▸ **STUDY TEXT**
:::

Church's lambda calculus

M

Merrill & Michele

Q1) Has anyone seen a treatment of Dr. Church's lambda calculus that uses C
instead of an obscure language designed for logic?

Q2) How does access the forum archives? MPJ
 
D

Dave Vandervies

Q1) Has anyone seen a treatment of Dr. Church's lambda calculus that uses C
instead of an obscure language designed for logic?

Doubtful, since C doesn't lend itself well to working with lambda
calculus (the world-view of the two models is too different).

If you want to find a treatment of the lambda calculus that uses a
programming language rather than mathematical notation, you're better
off looking at a functional language like Scheme.


dave
 
C

Chris Barts

On Fri, 10 Sep 2004 16:48:42 +0000, Dave Vandervies wrote:

If you want to find a treatment of the lambda calculus that uses a
programming language rather than mathematical notation, you're better
off looking at a functional language like Scheme.

Or, if you don't like all those parentheses, Perl:
http://perl.plover.com/lambda/
 
M

Merrill & Michele

....snip...

:::

▸ **STUDY MATERIAL**

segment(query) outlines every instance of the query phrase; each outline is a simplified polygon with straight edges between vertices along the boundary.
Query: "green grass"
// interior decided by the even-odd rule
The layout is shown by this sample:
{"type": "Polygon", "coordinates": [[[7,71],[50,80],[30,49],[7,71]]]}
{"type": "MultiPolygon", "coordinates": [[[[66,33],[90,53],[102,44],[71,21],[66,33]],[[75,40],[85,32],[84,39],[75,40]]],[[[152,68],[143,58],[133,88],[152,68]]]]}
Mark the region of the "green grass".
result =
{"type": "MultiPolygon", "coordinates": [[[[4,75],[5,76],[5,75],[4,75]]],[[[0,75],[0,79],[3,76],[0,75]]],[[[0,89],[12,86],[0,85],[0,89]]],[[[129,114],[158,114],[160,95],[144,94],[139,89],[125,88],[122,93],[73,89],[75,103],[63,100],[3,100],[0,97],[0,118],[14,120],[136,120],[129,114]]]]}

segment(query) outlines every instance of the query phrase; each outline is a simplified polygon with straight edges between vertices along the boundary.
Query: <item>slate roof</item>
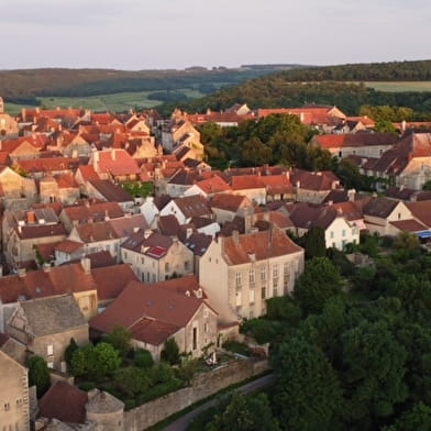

:::

▸ **WORK INSTRUCTION 1**
List every programming language named in the forum thread on Church's lambda calculus above the lines.
▸ **WORK INSTRUCTION 2**
Extend the forum thread on Church's lambda calculus, which appears above the lines, from the point where it stops.

▸ **RESULT 1**
C, Scheme, Perl

▸ **RESULT 2**
Thank you all for your replies. I apologize for sloppy posts, as I do not
read well off the screen and am now attempting my first pasting in of a
message that antecedently exists as a hard copy.



1) Mr. Wahler I thank for his link to the archives. My follow-up
question is: does there exist a server on which there exists the posts of
comp.lang.c for the last n years?



2) To Mr. Bart I ask: Do you know anyone outside of the academy who
uses Scheme? As for Perl, I'm too old a dog..



3) Mr. Vandervies, you don't seriously doubt the inability of C to
make Scott Nudds fly? Can the same be said of Richard Heathfield and MY
hard drive?



4) Pete: A very interesting program. Worth looking at.



Again thanks all. MPJ
 
M

Martin Ambuhl

Merrill said:
1) Mr. Wahler I thank for his link to the archives. My follow-up
question is: does there exist a server on which there exists the posts of
comp.lang.c for the last n years?

in particular said:
2) To Mr. Bart I ask: Do you know anyone outside of the academy who
uses Scheme? As for Perl, I'm too old a dog..

Both Scheme and Lisp are alive and kicking in a number of commercial
products. These products are used by people as varied as medical
diagnosticians to political campaign strategists.
 
M

Merrill & Michele

snip


As I activate the latter link and enter "foo", the search engine tells me
that I'm looking for "foo fighters". If I needed more fighters, I'd drive
two miles to the Teamsters. I refuse to believe that it hasn't dawned on
someone with minor means to serialize this forum.
Both Scheme and Lisp are alive and kicking in a number of commercial
products. These products are used by people as varied as medical
diagnosticians to political campaign strategists.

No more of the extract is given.